_PASSAGE GIVEN_:
Here, callpath and adept-utils are concrete packages, but there is no actual package file for mpi, so we say it is a virtual package. The syntax of depends_on, is the same for both. If we look inside the package file of an MPI implementation, say MPICH, we’ll see something like this:

class Mpich(Package):
    provides('mpi')
    ...

The provides("mpi") call tells Spack that the mpich package can be used to satisfy the dependency of any package that depends_on('mpi').

Versioned Interfaces

Just as you can pass a spec to depends_on, so can you pass a spec to provides to add constraints. This allows Spack to support the notion of versioned interfaces. The MPI standard has gone through many revisions, each with new functions added, and each revision of the standard has a version number. Some packages may require a recent implementation that supports MPI-3 functions, but some MPI versions may only provide up to MPI-2. Others may need MPI 2.1 or higher. You can indicate this by adding a version constraint to the spec passed to provides:

provides("mpi@:2")

Suppose that the above provides call is in the mpich2 package. This says that mpich2 provides MPI support up to version 2, but if a package depends_on("mpi@3"), then Spack will not build that package with mpich2.

provides when

The same package may provide different versions of an interface depending on its version. Above, we simplified the provides call in mpich to make the explanation easier. In reality, this is how mpich calls provides:

provides('mpi@:3', when='@3:')
provides('mpi@:1', when='@1:')

The when argument to provides allows you to specify optional constraints on the providing package, or the provider. The provider only provides the declared virtual spec when it matches the constraints in the when clause. Here, when mpich is at version 3 or higher, it provides MPI up to version 3. When mpich is at version 1 or higher, it provides the MPI virtual package at version 1.

The when qualifier ensures that Spack selects a suitably high version of mpich to satisfy some other package that depends_on a particular version of MPI. It will also prevent a user from building with too low a version of mpich. For example, suppose the package foo declares this:

class Foo(Package):
    ...
    depends_on('mpi@2')

Suppose a user invokes spack install like this:

$ spack install foo ^mpich@1.0

Spack will fail with a constraint violation, because the version of MPICH requested is too low for the mpi requirement in foo.

_MATERIAL PROVIDED_:
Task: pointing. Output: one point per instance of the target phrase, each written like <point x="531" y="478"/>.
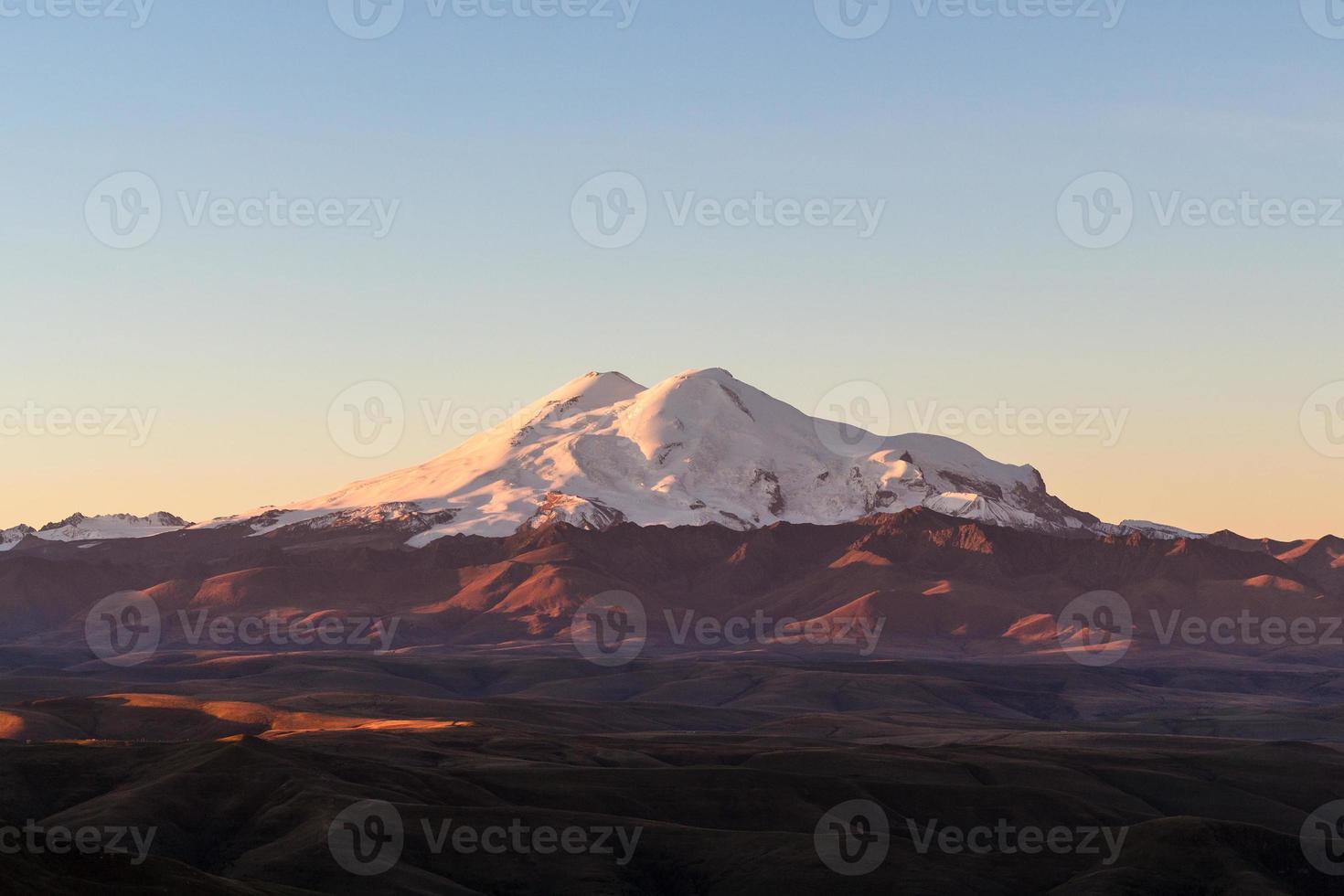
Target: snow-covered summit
<point x="698" y="448"/>
<point x="94" y="528"/>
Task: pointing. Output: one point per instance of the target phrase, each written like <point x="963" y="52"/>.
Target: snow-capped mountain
<point x="698" y="448"/>
<point x="1149" y="529"/>
<point x="94" y="528"/>
<point x="10" y="538"/>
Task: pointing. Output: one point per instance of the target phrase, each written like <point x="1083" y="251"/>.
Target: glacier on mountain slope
<point x="96" y="528"/>
<point x="698" y="448"/>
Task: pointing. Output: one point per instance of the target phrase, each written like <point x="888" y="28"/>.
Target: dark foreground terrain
<point x="725" y="767"/>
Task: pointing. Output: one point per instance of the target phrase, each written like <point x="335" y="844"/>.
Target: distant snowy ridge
<point x="94" y="528"/>
<point x="699" y="448"/>
<point x="1148" y="529"/>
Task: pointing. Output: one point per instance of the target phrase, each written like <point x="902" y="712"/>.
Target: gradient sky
<point x="485" y="295"/>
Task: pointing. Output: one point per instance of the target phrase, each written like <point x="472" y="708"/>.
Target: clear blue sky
<point x="484" y="294"/>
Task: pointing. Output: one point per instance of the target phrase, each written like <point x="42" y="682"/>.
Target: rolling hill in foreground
<point x="680" y="641"/>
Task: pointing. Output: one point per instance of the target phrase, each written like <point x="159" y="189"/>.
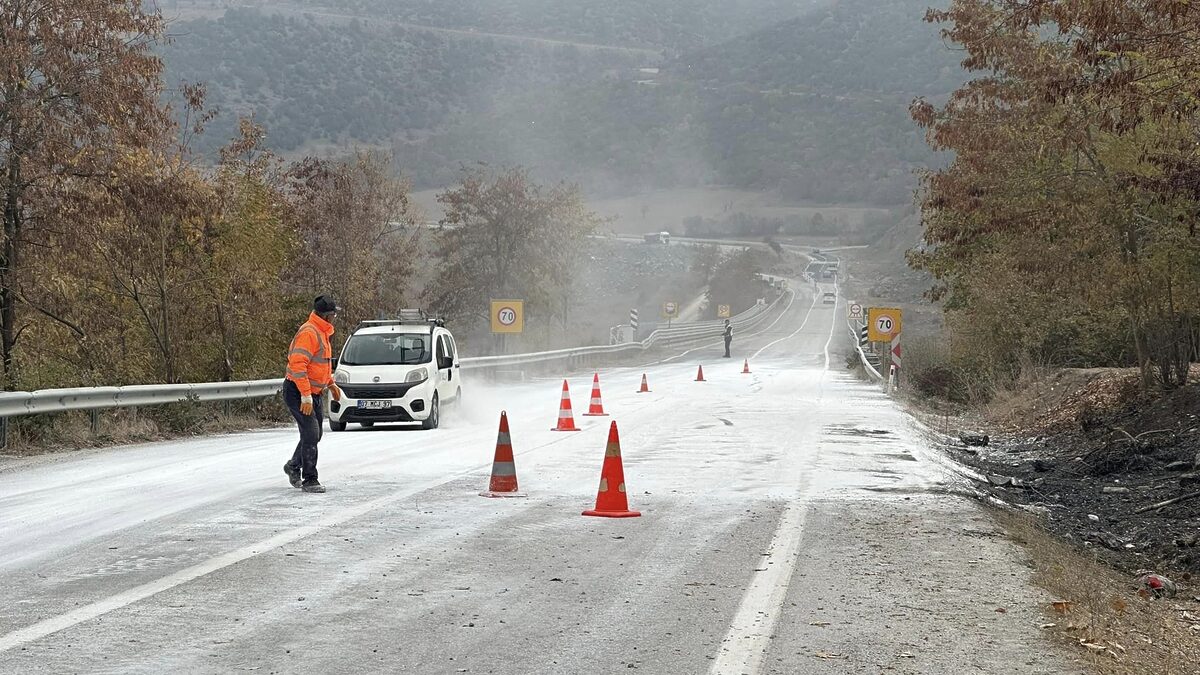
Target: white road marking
<point x="745" y="644"/>
<point x="795" y="333"/>
<point x="749" y="635"/>
<point x="99" y="608"/>
<point x="125" y="598"/>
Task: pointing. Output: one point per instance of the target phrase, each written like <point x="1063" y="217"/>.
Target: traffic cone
<point x="504" y="470"/>
<point x="611" y="499"/>
<point x="595" y="408"/>
<point x="565" y="419"/>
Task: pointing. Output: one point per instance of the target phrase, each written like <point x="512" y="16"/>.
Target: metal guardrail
<point x="862" y="354"/>
<point x="16" y="404"/>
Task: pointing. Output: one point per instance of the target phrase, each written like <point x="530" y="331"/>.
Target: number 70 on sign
<point x="882" y="323"/>
<point x="508" y="316"/>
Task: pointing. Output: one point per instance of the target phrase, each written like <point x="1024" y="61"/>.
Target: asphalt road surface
<point x="793" y="521"/>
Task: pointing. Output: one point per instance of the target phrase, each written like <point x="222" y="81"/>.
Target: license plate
<point x="375" y="405"/>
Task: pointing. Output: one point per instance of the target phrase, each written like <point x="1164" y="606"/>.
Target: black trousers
<point x="311" y="429"/>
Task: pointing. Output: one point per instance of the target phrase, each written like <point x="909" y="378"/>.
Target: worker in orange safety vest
<point x="309" y="375"/>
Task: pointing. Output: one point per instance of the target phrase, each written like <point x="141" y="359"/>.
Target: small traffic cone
<point x="595" y="408"/>
<point x="504" y="470"/>
<point x="611" y="499"/>
<point x="565" y="419"/>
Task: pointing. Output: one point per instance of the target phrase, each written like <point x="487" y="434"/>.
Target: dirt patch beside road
<point x="1090" y="454"/>
<point x="1107" y="481"/>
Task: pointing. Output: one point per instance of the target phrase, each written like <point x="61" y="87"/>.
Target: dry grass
<point x="1103" y="617"/>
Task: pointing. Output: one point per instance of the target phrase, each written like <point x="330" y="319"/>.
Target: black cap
<point x="324" y="304"/>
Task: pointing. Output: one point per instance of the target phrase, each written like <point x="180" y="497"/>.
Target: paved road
<point x="792" y="523"/>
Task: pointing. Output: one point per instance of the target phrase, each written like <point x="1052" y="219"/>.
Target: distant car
<point x="403" y="370"/>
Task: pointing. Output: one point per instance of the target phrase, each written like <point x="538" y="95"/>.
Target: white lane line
<point x="793" y="334"/>
<point x="745" y="644"/>
<point x="125" y="598"/>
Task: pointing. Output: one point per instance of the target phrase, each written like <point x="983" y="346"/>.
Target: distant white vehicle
<point x="402" y="370"/>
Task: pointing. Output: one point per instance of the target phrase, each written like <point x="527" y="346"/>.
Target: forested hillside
<point x="814" y="107"/>
<point x="675" y="24"/>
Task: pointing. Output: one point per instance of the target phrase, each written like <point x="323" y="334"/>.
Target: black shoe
<point x="293" y="475"/>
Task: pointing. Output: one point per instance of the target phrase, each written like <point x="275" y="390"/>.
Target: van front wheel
<point x="435" y="418"/>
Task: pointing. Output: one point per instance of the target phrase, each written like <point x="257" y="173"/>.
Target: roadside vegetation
<point x="126" y="257"/>
<point x="1062" y="242"/>
<point x="1065" y="231"/>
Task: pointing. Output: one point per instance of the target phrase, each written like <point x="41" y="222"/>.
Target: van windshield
<point x="388" y="348"/>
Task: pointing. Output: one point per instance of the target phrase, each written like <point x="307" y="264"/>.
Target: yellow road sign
<point x="882" y="323"/>
<point x="508" y="316"/>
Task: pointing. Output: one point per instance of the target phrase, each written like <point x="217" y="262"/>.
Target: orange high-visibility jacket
<point x="310" y="357"/>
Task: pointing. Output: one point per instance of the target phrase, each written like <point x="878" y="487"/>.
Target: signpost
<point x="882" y="323"/>
<point x="508" y="316"/>
<point x="856" y="311"/>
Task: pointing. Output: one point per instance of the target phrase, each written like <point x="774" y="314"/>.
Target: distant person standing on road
<point x="310" y="372"/>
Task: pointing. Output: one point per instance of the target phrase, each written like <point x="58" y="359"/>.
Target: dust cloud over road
<point x="793" y="521"/>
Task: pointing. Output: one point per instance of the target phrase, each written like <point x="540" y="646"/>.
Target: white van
<point x="403" y="370"/>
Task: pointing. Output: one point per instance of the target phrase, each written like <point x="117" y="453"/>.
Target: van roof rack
<point x="406" y="317"/>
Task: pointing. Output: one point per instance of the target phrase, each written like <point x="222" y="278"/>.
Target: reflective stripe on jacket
<point x="310" y="357"/>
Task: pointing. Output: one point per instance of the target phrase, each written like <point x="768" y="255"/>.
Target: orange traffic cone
<point x="595" y="408"/>
<point x="611" y="499"/>
<point x="565" y="419"/>
<point x="504" y="470"/>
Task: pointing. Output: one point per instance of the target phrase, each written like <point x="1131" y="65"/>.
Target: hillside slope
<point x="814" y="108"/>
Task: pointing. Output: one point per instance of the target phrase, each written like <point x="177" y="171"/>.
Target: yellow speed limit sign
<point x="508" y="316"/>
<point x="882" y="324"/>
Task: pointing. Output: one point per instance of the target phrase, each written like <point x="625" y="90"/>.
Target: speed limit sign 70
<point x="508" y="316"/>
<point x="882" y="323"/>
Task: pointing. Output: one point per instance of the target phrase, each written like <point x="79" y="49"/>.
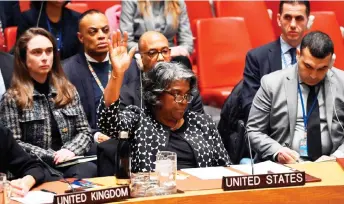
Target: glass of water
<point x="166" y="169"/>
<point x="5" y="189"/>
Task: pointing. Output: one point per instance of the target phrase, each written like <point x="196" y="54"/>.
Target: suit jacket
<point x="131" y="94"/>
<point x="259" y="62"/>
<point x="273" y="114"/>
<point x="14" y="159"/>
<point x="136" y="24"/>
<point x="6" y="68"/>
<point x="78" y="73"/>
<point x="69" y="23"/>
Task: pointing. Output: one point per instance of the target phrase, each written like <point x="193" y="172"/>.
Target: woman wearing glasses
<point x="164" y="124"/>
<point x="167" y="17"/>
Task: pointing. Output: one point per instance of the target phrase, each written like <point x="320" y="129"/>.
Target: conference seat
<point x="336" y="6"/>
<point x="197" y="10"/>
<point x="220" y="57"/>
<point x="24" y="5"/>
<point x="326" y="22"/>
<point x="78" y="7"/>
<point x="10" y="37"/>
<point x="99" y="5"/>
<point x="274" y="7"/>
<point x="256" y="18"/>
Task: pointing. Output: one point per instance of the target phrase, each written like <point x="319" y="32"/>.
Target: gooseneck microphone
<point x="242" y="125"/>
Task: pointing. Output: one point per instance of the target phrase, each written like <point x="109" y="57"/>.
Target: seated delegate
<point x="42" y="108"/>
<point x="163" y="124"/>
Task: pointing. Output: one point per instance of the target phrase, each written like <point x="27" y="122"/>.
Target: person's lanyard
<point x="306" y="117"/>
<point x="96" y="77"/>
<point x="58" y="36"/>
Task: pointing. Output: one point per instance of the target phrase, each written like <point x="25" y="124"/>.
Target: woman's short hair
<point x="22" y="85"/>
<point x="160" y="78"/>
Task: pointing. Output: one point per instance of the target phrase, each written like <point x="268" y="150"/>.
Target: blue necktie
<point x="292" y="52"/>
<point x="313" y="126"/>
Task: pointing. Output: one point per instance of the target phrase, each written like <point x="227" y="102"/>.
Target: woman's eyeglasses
<point x="180" y="98"/>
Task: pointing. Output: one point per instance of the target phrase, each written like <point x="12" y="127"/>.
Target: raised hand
<point x="120" y="58"/>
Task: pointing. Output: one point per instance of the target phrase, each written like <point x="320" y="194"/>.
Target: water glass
<point x="141" y="183"/>
<point x="166" y="169"/>
<point x="5" y="189"/>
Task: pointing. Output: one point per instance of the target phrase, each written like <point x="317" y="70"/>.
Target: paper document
<point x="263" y="168"/>
<point x="77" y="160"/>
<point x="35" y="197"/>
<point x="210" y="172"/>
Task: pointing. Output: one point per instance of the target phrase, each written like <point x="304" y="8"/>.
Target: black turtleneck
<point x="56" y="142"/>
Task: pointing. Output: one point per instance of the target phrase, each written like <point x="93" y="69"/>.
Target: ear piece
<point x="310" y="21"/>
<point x="332" y="60"/>
<point x="139" y="61"/>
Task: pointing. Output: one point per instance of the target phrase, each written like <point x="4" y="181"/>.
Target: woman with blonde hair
<point x="168" y="17"/>
<point x="42" y="108"/>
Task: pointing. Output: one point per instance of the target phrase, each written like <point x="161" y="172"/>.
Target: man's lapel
<point x="274" y="55"/>
<point x="330" y="93"/>
<point x="290" y="86"/>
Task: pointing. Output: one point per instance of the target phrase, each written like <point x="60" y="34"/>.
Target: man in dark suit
<point x="89" y="70"/>
<point x="153" y="48"/>
<point x="6" y="70"/>
<point x="298" y="112"/>
<point x="292" y="19"/>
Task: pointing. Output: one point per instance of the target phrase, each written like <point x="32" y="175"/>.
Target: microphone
<point x="54" y="172"/>
<point x="242" y="125"/>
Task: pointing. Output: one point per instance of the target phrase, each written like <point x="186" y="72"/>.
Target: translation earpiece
<point x="332" y="60"/>
<point x="310" y="21"/>
<point x="139" y="61"/>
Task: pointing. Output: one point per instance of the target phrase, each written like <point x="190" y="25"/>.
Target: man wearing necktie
<point x="280" y="54"/>
<point x="297" y="113"/>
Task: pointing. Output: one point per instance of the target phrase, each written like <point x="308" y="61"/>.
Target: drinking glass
<point x="166" y="169"/>
<point x="5" y="189"/>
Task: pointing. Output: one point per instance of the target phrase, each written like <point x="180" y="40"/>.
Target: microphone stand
<point x="242" y="124"/>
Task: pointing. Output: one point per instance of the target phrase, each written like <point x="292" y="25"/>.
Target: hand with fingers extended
<point x="287" y="156"/>
<point x="120" y="61"/>
<point x="63" y="155"/>
<point x="21" y="186"/>
<point x="120" y="58"/>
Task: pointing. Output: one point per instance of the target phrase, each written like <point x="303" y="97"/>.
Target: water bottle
<point x="123" y="159"/>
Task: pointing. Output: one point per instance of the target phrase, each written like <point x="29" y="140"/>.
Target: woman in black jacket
<point x="164" y="124"/>
<point x="14" y="159"/>
<point x="54" y="17"/>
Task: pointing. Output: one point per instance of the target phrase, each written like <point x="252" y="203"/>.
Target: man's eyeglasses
<point x="153" y="53"/>
<point x="180" y="98"/>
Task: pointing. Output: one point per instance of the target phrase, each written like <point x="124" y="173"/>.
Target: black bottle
<point x="123" y="159"/>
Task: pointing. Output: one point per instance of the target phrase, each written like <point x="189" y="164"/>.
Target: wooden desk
<point x="329" y="190"/>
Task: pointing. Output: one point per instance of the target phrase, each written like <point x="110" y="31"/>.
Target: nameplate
<point x="104" y="195"/>
<point x="263" y="181"/>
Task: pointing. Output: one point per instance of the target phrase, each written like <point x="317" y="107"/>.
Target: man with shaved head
<point x="89" y="69"/>
<point x="153" y="48"/>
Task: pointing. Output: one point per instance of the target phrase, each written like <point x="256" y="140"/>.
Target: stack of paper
<point x="263" y="168"/>
<point x="36" y="197"/>
<point x="210" y="172"/>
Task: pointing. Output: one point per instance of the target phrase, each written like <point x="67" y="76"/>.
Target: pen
<point x="45" y="190"/>
<point x="296" y="157"/>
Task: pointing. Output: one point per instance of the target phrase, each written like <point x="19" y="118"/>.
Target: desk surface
<point x="329" y="190"/>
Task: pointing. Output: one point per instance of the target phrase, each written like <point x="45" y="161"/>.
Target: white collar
<point x="91" y="59"/>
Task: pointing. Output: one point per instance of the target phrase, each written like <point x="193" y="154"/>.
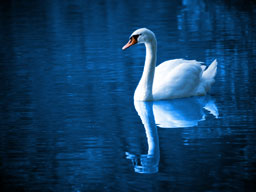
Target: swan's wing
<point x="176" y="78"/>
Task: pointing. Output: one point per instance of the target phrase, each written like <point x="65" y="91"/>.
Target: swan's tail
<point x="209" y="75"/>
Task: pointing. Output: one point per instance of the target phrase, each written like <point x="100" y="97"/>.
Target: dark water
<point x="68" y="121"/>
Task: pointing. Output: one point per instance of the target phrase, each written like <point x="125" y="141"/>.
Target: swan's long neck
<point x="143" y="91"/>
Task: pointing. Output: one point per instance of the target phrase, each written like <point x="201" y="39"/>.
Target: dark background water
<point x="66" y="95"/>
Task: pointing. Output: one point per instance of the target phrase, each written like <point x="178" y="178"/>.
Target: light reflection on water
<point x="67" y="113"/>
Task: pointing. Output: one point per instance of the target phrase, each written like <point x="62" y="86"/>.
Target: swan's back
<point x="177" y="78"/>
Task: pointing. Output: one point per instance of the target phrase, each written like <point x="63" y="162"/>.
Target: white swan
<point x="173" y="78"/>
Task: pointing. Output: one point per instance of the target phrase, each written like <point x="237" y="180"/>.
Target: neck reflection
<point x="175" y="113"/>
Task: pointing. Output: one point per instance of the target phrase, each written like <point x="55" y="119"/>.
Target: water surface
<point x="68" y="121"/>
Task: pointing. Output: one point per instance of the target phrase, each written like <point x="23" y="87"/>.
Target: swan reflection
<point x="177" y="113"/>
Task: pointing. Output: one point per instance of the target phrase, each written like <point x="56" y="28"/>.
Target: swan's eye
<point x="136" y="36"/>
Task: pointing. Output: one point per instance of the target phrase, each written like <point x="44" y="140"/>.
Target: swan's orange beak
<point x="131" y="42"/>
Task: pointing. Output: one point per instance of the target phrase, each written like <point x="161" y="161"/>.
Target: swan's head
<point x="142" y="35"/>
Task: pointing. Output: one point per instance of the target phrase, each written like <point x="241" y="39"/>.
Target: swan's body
<point x="171" y="79"/>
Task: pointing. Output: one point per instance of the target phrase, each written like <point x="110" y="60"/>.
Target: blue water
<point x="67" y="116"/>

_YOUR GOAL_:
Copy the passage on Spack's provides call, starting at "provides('mpi@:3', when='@3:')" and ending at "depends_on('mpi@2')", and substitute "modifier" for "qualifier" throughout.

_THE OUTPUT_:
provides('mpi@:3', when='@3:')
provides('mpi@:1', when='@1:')

The when argument to provides allows you to specify optional constraints on the providing package, or the provider. The provider only provides the declared virtual spec when it matches the constraints in the when clause. Here, when mpich is at version 3 or higher, it provides MPI up to version 3. When mpich is at version 1 or higher, it provides the MPI virtual package at version 1.

The when modifier ensures that Spack selects a suitably high version of mpich to satisfy some other package that depends_on a particular version of MPI. It will also prevent a user from building with too low a version of mpich. For example, suppose the package foo declares this:

class Foo(Package):
    ...
    depends_on('mpi@2')